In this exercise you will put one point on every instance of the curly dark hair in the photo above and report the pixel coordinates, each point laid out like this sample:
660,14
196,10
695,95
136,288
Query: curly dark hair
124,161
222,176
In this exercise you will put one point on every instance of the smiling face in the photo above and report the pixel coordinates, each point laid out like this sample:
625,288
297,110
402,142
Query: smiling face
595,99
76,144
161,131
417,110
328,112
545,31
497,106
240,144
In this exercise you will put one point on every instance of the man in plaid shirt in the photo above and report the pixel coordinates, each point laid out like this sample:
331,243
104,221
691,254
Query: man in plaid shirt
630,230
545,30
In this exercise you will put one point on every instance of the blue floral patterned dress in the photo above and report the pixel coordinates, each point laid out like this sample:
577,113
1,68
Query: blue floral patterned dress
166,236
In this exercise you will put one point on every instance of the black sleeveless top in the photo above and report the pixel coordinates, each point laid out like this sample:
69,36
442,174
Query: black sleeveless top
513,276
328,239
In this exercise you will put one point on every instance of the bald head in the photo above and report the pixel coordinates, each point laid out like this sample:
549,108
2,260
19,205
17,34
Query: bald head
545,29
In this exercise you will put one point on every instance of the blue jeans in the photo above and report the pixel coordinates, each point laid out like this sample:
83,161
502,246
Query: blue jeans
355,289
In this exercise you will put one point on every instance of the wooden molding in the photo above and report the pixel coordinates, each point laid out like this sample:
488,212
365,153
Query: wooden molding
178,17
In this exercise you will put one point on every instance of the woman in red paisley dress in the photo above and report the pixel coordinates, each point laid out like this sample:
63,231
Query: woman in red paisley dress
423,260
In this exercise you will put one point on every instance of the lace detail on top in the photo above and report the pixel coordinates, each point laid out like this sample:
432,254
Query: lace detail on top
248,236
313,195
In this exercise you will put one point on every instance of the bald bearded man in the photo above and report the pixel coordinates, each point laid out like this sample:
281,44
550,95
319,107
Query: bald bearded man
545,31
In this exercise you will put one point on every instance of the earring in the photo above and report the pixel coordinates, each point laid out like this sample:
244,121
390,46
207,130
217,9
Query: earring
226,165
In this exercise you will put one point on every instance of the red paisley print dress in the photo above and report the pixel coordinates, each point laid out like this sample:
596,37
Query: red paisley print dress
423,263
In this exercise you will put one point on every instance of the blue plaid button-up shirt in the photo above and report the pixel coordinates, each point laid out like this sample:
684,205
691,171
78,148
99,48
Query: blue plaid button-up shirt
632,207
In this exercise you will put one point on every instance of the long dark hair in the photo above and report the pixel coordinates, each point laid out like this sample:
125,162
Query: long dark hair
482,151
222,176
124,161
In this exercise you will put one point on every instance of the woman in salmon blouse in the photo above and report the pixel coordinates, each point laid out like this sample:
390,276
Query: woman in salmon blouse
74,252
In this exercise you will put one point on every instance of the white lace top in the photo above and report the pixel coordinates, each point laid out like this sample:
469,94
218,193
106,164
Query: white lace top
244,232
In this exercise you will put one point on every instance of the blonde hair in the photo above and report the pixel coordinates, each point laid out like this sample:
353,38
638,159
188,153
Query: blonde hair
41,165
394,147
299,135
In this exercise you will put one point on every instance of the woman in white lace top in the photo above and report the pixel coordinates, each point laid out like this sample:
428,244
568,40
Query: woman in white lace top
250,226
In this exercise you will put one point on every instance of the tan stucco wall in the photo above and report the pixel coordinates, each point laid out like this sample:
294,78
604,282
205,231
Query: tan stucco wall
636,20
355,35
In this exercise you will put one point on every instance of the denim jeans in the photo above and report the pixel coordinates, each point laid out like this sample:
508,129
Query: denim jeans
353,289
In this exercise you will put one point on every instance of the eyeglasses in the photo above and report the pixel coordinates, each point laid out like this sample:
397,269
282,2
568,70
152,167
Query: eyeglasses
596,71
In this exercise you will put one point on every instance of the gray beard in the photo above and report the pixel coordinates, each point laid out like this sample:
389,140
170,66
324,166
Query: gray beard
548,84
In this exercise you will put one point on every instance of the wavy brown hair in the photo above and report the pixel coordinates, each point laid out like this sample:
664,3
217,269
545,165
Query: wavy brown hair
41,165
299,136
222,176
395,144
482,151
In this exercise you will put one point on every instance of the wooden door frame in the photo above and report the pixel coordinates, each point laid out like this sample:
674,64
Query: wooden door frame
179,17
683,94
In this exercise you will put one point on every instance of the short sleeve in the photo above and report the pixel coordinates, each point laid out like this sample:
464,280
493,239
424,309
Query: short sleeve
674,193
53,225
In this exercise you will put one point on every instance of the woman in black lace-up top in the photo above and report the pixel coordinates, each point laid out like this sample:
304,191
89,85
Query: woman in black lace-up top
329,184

**Task**
The entries above must be returned in full, exactly as shown.

**Written answer**
In this exercise you will put one point on every instance of the curly dark hair in the photo above and report the pixel coordinates, each point laid out like this sample:
660,14
196,10
695,95
136,288
Query: curly dark hair
124,161
222,176
In this exercise you will put one point on every instance of the smiling face in the photo above and report the pixel coordinates, each point laid out like this sample:
625,288
297,110
402,142
Query: smiling face
595,99
76,144
161,131
417,110
328,112
545,31
497,106
240,144
In this exercise you will put one point on every instance of the man in plaid shirt in the photo above and report the pixel coordinates, each point laid out like this sample:
331,243
104,221
691,254
Query: man in plaid shirt
630,230
545,30
In this exercise you will put one point on every instance of the blue floral patterned dress in the photo above and report the pixel coordinates, each point laid out like this sample:
577,113
1,68
Query: blue floral patterned dress
166,236
In this exercise you will put one point on every instance of the black sleeveless top in the photo above and report the pixel coordinates, each point laid out like this sample:
69,36
442,174
Query: black sleeveless top
513,276
328,239
In this exercise you will put one point on every instance of the bald head in the photo above and report the pixel coordinates, each point laid out like this sample:
549,108
2,260
19,205
17,34
Query: bald head
545,29
In this exercise you will put one point on every instance of the blue jeans in the photo above and report the pixel coordinates, each point laid out like this sample:
83,161
502,246
Query: blue jeans
355,289
In this exercise you will put one point on every instance of the wooden molding in the photo above and report the pixel coordinates, each point laid out like this sample:
488,212
365,153
Query: wooden molding
178,17
In this exercise you will put one point on every instance of the woman in red paisley dress in the photo above and report the pixel coordinates, each point laid out like this sample:
63,231
Query: woman in red paisley dress
423,260
In this exercise you will put one point on every instance of the lace detail on top in the photo above and report the pixel coordinates, each point laid out like this sample:
432,254
Query: lace detail on top
248,236
313,195
In this exercise you will put one point on every instance of the bald bearded man in the photo above and report the pixel coordinates, each point laid out like this sample:
281,44
550,95
319,107
Query: bald bearded man
545,31
In this exercise you will put one point on every instance of the earring in the photo above and report the pixel coordinates, each point laid out like this sample:
244,121
390,46
207,130
217,9
Query: earring
226,165
In this exercise you will put one point on every instance of the red paisley print dress in the photo above and report the pixel coordinates, each point laid out like this sample:
596,37
Query: red paisley print dress
423,263
In this exercise you will put one point on every instance of the blue plaid button-up shirt in the photo above and report the pixel coordinates, each point laid out like this sample:
684,205
691,171
78,148
99,48
Query: blue plaid button-up shirt
632,207
In this exercise you will put one point on every instance of the long dark hair in the photo above and report the pixel coordinates, each point laid out like this sample:
125,162
Query: long dark hair
482,151
222,176
124,161
In this exercise you will put one point on every instance of the woman in salmon blouse in the photo above and report the pixel coordinates, each point laid out like this sample:
390,276
Query: woman in salmon blouse
74,252
In this exercise you will put one point on every instance of the white lace top in the photo above and report the pixel coordinates, each point laid out like this sample:
469,94
218,193
106,164
Query: white lace top
244,232
In this exercise you will put one point on every instance of the blonde hair in the photo above and report the pixel coordinates, each point laid out like this sample:
353,38
638,159
188,153
Query: blonde hair
41,165
394,147
299,135
In this exercise you will put one point on every instance of the woman in white lace top in the photo above and report the pixel coordinates, each point laid out like this sample:
428,244
568,40
Query: woman in white lace top
250,226
In this exercise you will put one point on every instance of the tan stucco wall in the photo above and report the pixel coordinates, each point laid out like this sample:
294,78
604,282
205,231
Query: tan stucco wall
636,20
355,35
In this exercise you will put one point on every instance of the denim jeans in the photo above and report the pixel coordinates, each point laid out like this sample:
508,129
Query: denim jeans
353,289
In this exercise you will put one point on every instance of the eyeglasses in the photo above and report the pixel coordinates, each point laid out like this sample:
397,269
282,2
568,70
152,167
Query: eyeglasses
596,71
In this exercise you will put one point on every instance of the gray beard in the photo above and report the pixel coordinates, each point laid out like this sample:
389,140
170,66
324,166
Query: gray beard
548,84
In this exercise you will put one point on every instance of the wavy brown hair in the photo above and report the pixel coordinates, each point laid out like this sample:
664,3
217,269
545,165
Query: wavy brown hair
41,165
299,136
222,176
395,144
482,151
In this exercise you will put one point on every instance of the wooden door frame in the photo above and report the pixel coordinates, each point laid out like this sample:
674,64
Query: wooden door frame
179,17
683,94
In this exercise you will put one point on every instance of the short sleeve in the photo above and report the pixel coordinates, each point laid out like this sample:
464,280
493,239
424,309
Query: short sleeve
674,193
53,225
In this exercise you will put one point on every instance of the woman in black lace-up top in the photo above and report the pixel coordinates, each point laid out like this sample:
304,191
89,85
Query: woman in black lace-up top
329,184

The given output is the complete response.